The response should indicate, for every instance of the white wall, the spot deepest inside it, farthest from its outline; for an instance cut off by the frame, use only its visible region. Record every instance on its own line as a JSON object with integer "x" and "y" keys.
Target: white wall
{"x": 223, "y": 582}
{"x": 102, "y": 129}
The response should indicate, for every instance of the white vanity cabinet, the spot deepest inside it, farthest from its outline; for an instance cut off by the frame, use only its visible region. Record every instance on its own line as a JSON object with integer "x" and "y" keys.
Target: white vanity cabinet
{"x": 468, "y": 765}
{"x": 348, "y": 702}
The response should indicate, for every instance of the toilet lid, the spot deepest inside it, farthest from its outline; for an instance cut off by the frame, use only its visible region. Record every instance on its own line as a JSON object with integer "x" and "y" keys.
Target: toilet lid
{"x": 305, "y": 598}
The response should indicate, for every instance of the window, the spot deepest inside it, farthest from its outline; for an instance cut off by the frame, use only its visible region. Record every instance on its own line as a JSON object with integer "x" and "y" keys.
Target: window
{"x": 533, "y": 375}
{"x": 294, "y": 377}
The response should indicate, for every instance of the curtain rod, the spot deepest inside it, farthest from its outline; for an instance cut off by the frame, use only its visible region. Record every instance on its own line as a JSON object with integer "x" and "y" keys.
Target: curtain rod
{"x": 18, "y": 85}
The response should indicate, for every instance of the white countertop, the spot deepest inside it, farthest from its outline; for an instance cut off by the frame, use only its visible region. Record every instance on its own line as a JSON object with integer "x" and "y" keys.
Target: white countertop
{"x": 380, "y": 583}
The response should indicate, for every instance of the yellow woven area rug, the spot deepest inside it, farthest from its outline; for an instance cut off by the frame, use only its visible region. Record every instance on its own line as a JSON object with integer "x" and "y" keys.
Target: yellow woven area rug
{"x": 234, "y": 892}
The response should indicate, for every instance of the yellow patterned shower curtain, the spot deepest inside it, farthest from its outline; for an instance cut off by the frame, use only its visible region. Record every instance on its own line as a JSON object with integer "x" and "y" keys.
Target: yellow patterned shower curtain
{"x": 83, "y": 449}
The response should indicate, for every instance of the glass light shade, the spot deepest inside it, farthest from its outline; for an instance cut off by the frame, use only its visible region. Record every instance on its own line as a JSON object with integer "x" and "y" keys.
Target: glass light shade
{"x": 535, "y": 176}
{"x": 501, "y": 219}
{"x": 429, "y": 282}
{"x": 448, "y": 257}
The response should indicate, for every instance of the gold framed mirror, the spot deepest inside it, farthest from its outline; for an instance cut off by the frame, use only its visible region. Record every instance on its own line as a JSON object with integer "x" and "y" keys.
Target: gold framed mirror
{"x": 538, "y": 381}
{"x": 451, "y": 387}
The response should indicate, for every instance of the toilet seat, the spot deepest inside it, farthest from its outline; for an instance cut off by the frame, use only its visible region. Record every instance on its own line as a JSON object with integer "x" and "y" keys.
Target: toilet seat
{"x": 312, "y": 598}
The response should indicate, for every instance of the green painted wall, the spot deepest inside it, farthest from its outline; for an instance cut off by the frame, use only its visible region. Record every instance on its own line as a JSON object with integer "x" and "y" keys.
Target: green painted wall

### HOW TO COMPLETE THIS TASK
Reproduce the entries above in full and exactly.

### WORKED SOLUTION
The response should indicate, for every instance of the white wall, the spot deepest inside it, farthest from its outline; for an instance cut off by the frame, use only its visible region. Record every instance on its own line as a JSON object with integer "x" and "y" keys.
Target: white wall
{"x": 223, "y": 582}
{"x": 102, "y": 129}
The response should indicate, for every instance of the white vanity cabinet, the spot deepest inside it, farthest from its outline; for an instance cut off by the frame, use only its visible region. Record every instance on its own line as a JSON object with integer "x" and "y" keys.
Target: white vanity cabinet
{"x": 468, "y": 765}
{"x": 348, "y": 702}
The response should indicate, for every instance of the toilet lid, the spot deepest inside it, farthest from its outline; for an instance cut off by the frame, use only its visible region. Record every instance on its own line as a JSON object with integer "x" and "y" keys.
Target: toilet lid
{"x": 305, "y": 598}
The response should indicate, for every instance of the window, the spot deepest inside it, farthest from its outline; for an instance cut off by the frame, use only its visible region. Record every instance on its own line as a JSON object with integer "x" and "y" keys.
Target: window
{"x": 533, "y": 375}
{"x": 294, "y": 377}
The response should indicate, for every instance of the curtain rod, the spot deepest inside it, farthest from its outline; for an instance cut off by the frame, use only its visible region. Record every instance on its own line as a JSON object with integer "x" and "y" keys.
Target: curtain rod
{"x": 18, "y": 85}
The response should indicate, for every instance of the white countertop, the spot deepest inside it, farthest from its outline; for an instance cut off by the frame, use only its visible region. Record every instance on its own line as a JSON object with integer "x" and "y" keys.
Target: white countertop
{"x": 380, "y": 583}
The response should indicate, for every instance of the yellow woven area rug, the spot deepest inside it, farthest from its outline; for an instance cut off by the frame, use only its visible region. Record every instance on its own line as a JSON object with integer "x" and "y" keys.
Target: yellow woven area rug
{"x": 234, "y": 892}
The response should indicate, for every instance of the yellow patterned shower curtain, the spot deepest inside it, farthest from its outline; for an instance cut off by the frame, use only its visible region. Record every instance on its own line as a JSON object with integer "x" and "y" keys.
Target: yellow patterned shower curtain
{"x": 83, "y": 449}
The response should indicate, for every instance of the glass light shade, the spot deepest inside it, farthest from its outline; for an instance cut off by the frame, use only its visible region. Record every instance on its own line as a JSON object with integer "x" and "y" keys.
Target: glass light shade
{"x": 535, "y": 176}
{"x": 501, "y": 219}
{"x": 429, "y": 282}
{"x": 448, "y": 257}
The response should indicate, for every instance of the gold framed mirror, the spot deepest inside it, farthest from its outline; for an instance cut off by the frame, use only its visible region. Record every instance on its own line as a JSON object with integer "x" and "y" keys.
Target: gold framed mirror
{"x": 538, "y": 381}
{"x": 451, "y": 387}
The response should indicate, for every instance of the toilet seat, the spot deepest inside it, farthest from its outline; for an instance cut off by the frame, use only its visible region. Record every instance on its own line as a JSON object with integer "x" and "y" keys.
Target: toilet seat
{"x": 312, "y": 598}
The response should indicate, for every instance of the green painted wall, the spot deepest inside it, farthest from its outline; for an instance cut off by the frame, use only its visible region. Record every instance on its own line as a JSON object with integer "x" and "y" keys.
Target: green painted wall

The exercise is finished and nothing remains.